#### DOCUMENT EXTRACT

Empire has continued to grow since the civil rights era, and it has chosen its targets well. The political correctness movement targets free speech and freedom of thought – in response to the mounting criticisms of affirmative action that came of age during the 1980s. Well-organized activists have attempted to gut the Second Amendment with such measures as the Brady Bill, fully supported by a Clinton Regime which didn’t mind bombing the daylights out of little countries overseas (usually to distract the country from however much trouble Billy Boy was in here at home). So-called scholars in the universities have analyzed the basic phrase "the right of the people to keep and bear arms shall not be infringed" out of existence. It is clear from history that if the purveyors of Empire can disarm the citizenry of a country, they can do with that citizenry as they please. One of the first things Adolf Hitler did when he came to power was to enact the strictest gun control laws then in existence. A disarmed citizenry is a powerless citizenry, and every would-be tyrant knows it.
Today, in the politically correct American Empire, the Ninth and Tenth Amendments are forgotten, except by a few "extremists" who insist that the central government obey its founding document. Patriot, which was a good thing to be when I was a kid, has become a dirty word, synonymous with "antigovernment hate." In the halls of power in the Empire’s capitol, the Constitution is remembered in name only. Today, of all those in Congress, only Ron Paul (R-TX) will ask outright of any piece of legislation, "Where does the U.S. Constitution authorize the federal government to do this?" He usually doesn’t get an answer.
But the fundamental question hasn’t gone away: Republic or Empire? Sovereign states or conquered, subordinate serfdoms? Empire has grown by leaps and bounds, and is going more and more international – as I have argued elsewhere and provided extensive details and links. (And it is getting more and more expensive. If you think your taxes are too high now, just wait until the New World Order institutes a world tax to support its international criminal court and international welfare programs.)

#### TASK BRIEF
Write the next part of the passage on Republic versus Empire, starting right after its final sentence. The data that comes next is from another source and has no connection to the passage above.

#### DATA EXCERPT
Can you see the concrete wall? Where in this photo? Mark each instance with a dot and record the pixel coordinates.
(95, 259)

#### RIGHT ANSWER
The fact that we heard not a word about such fundamentals last year during Election Campaign 2000 speaks volumes about where we stand, when the two divisions of the Washington Party are supposed to be so different ideologically. Those who raised such issues as fundamental limitations on the federal government were either ignored or dismissed out of hand. At present, the Empire-builders are on top, and they know it. They would have preferred Gore over Bush Jr., I am sure. Bush Jr. is basically well intentioned and will drag his feet – his choice of people like Linda Chavez and John Ashcroft shows that. With Gore, we wouldn’t have stood a chance. But the fact that Bush Jr. was the Republican nominee alone indicated his acceptability to Empire’s power brokers. This rightly bothered those who questioned my very reluctant endorsement of Bush Jr. The reception of the only three genuine conservatives George W. Bush Jr. has nominated for his cabinet shows this. Chavez was driven off in the latest campaign of personal destruction. Ashcroft and Gale Norton hung on by the skin of their teeth. Leftist litmus tests are very much in force. They attack anybody they do not believe will further their agenda for the country. I am encouraged, however, that they do not always win. They are not all-powerful, and this is significant.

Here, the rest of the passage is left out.